Here is a listing, set out below; repeat its lines from the one with "Task: Indicate the forest" to the last, both included, and leave out the pictures.

**Dataset records about object locations**
################

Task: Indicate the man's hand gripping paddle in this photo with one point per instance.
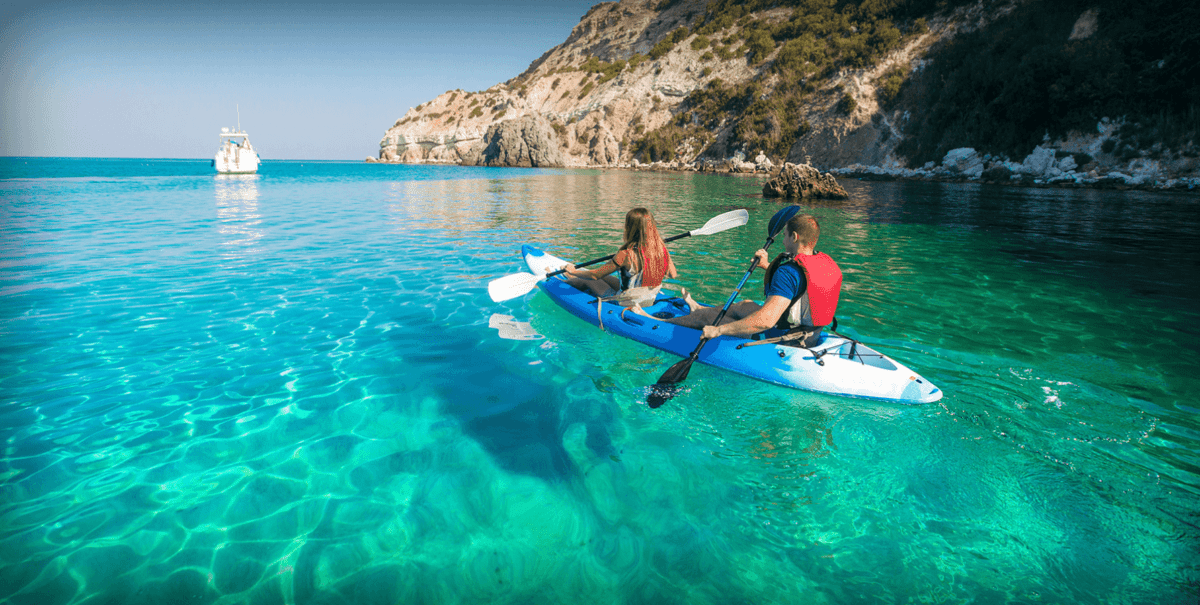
(669, 383)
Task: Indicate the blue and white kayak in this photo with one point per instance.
(835, 365)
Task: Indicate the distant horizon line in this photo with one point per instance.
(177, 159)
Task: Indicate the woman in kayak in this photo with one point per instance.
(802, 288)
(642, 262)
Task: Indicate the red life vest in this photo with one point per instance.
(816, 305)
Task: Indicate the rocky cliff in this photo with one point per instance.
(691, 84)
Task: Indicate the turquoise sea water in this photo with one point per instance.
(282, 388)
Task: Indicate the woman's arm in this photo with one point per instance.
(591, 274)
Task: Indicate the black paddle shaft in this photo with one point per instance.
(666, 387)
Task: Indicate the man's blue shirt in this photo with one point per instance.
(787, 282)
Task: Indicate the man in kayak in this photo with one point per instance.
(802, 287)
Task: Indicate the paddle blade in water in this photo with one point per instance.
(511, 286)
(669, 383)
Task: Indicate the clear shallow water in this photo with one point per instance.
(283, 389)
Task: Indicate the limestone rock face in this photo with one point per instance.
(965, 161)
(803, 180)
(527, 142)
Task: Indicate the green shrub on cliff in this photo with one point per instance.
(669, 42)
(1001, 89)
(889, 84)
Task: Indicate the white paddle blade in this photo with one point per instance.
(511, 286)
(721, 222)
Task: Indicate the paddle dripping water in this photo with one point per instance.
(285, 389)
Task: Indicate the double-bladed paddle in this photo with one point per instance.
(513, 286)
(669, 383)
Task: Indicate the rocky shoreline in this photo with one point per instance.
(941, 173)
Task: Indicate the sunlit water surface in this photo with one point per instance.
(282, 388)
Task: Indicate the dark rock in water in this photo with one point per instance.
(803, 180)
(997, 173)
(527, 142)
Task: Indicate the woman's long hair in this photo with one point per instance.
(642, 235)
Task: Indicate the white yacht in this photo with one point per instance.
(235, 156)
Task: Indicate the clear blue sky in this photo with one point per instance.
(313, 79)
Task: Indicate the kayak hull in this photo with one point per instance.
(835, 365)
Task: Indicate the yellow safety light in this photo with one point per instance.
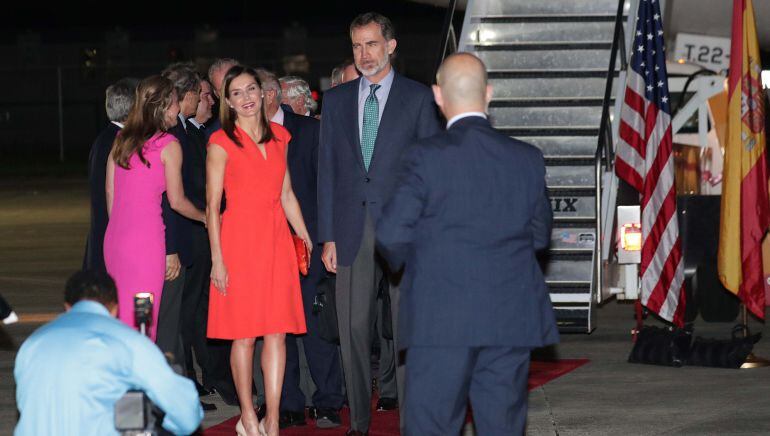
(631, 237)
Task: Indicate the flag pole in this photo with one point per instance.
(752, 360)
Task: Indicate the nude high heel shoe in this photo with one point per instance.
(240, 430)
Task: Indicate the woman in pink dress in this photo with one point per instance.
(145, 162)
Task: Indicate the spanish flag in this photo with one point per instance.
(745, 204)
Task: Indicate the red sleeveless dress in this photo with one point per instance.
(264, 295)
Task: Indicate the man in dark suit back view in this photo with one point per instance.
(119, 99)
(466, 218)
(366, 126)
(322, 357)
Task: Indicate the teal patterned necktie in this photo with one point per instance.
(371, 123)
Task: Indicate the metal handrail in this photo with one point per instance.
(446, 32)
(604, 141)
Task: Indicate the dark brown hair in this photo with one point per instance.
(147, 117)
(227, 114)
(386, 27)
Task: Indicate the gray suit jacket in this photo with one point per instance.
(345, 189)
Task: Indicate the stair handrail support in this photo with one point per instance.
(604, 154)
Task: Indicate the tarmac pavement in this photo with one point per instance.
(43, 226)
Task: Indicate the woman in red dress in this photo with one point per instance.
(254, 275)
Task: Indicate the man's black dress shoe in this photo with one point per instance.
(203, 392)
(291, 419)
(328, 418)
(228, 397)
(385, 404)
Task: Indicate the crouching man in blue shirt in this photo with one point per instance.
(72, 371)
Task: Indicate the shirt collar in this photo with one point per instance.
(90, 306)
(384, 83)
(278, 117)
(195, 123)
(458, 117)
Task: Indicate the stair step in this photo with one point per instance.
(548, 131)
(555, 86)
(558, 176)
(566, 161)
(563, 116)
(572, 239)
(572, 205)
(544, 7)
(573, 319)
(570, 288)
(542, 45)
(539, 28)
(553, 147)
(599, 73)
(550, 101)
(541, 56)
(545, 18)
(568, 268)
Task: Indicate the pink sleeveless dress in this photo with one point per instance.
(134, 243)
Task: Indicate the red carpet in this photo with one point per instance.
(386, 423)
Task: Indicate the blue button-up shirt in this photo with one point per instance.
(72, 371)
(382, 94)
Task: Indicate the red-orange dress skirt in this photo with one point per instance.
(264, 295)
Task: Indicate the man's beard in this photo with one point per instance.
(375, 69)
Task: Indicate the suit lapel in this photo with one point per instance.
(388, 122)
(350, 103)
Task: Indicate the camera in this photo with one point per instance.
(135, 415)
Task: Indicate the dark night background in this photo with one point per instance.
(85, 46)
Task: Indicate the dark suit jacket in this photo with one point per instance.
(97, 172)
(345, 189)
(179, 228)
(469, 212)
(211, 126)
(302, 160)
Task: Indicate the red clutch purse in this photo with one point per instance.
(303, 257)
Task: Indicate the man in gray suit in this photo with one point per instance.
(468, 214)
(368, 124)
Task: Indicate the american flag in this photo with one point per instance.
(645, 160)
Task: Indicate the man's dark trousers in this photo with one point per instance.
(322, 356)
(169, 337)
(500, 408)
(195, 305)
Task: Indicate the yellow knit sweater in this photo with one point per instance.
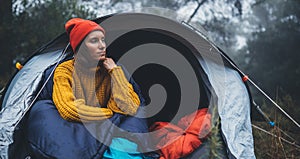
(90, 94)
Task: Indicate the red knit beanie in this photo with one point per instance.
(78, 29)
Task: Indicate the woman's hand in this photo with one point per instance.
(109, 63)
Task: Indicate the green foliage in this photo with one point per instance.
(274, 49)
(285, 143)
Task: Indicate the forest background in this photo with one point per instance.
(261, 36)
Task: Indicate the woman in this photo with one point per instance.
(82, 87)
(89, 93)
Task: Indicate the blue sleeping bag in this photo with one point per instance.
(50, 136)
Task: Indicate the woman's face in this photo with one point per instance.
(94, 46)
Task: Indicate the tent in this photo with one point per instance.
(177, 62)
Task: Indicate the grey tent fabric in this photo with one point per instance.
(233, 108)
(232, 97)
(20, 94)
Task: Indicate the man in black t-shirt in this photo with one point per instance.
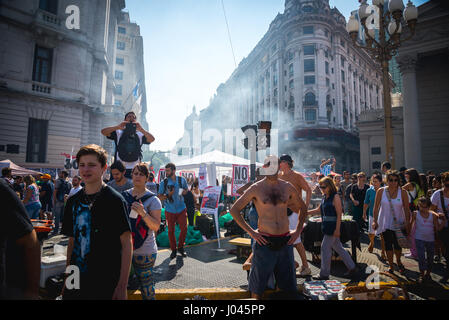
(100, 242)
(20, 267)
(357, 195)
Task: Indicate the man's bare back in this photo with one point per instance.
(271, 199)
(298, 181)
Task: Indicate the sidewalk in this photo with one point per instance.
(216, 274)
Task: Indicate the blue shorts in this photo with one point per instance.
(265, 262)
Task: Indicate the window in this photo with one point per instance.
(309, 80)
(121, 45)
(43, 58)
(119, 75)
(309, 50)
(310, 114)
(307, 9)
(307, 30)
(310, 99)
(37, 140)
(309, 65)
(49, 6)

################

**Task solution**
Task: Indicate the forest background in this photo with one point per instance.
(261, 36)
Task: Indicate the woman in this photo with one point per instance.
(82, 87)
(89, 93)
Task: Indicate the blue sleeping bag in this photo with one point per instance.
(50, 136)
Task: Indicate the woman's face in this photo with one point per instance.
(94, 46)
Task: Indicate the tent in this photo with one point per instance.
(177, 62)
Task: Indicate the grey tent fabric in this photo with one point per instance.
(233, 108)
(232, 97)
(20, 94)
Task: Indicate the man in black t-shirt in this photo with one point per instance.
(100, 242)
(20, 267)
(357, 195)
Task: Indicate the man's bare back in this photo with one point per instance.
(271, 199)
(298, 181)
Task: Indicate the sidewalk in this photo with one point per instance.
(216, 274)
Task: Indicate the blue shorts in this photo with one point per instance.
(265, 262)
Task: Indicate the window in this photo with one point per instance.
(309, 80)
(121, 45)
(43, 58)
(119, 75)
(309, 50)
(310, 114)
(307, 9)
(307, 30)
(310, 99)
(37, 140)
(309, 65)
(49, 6)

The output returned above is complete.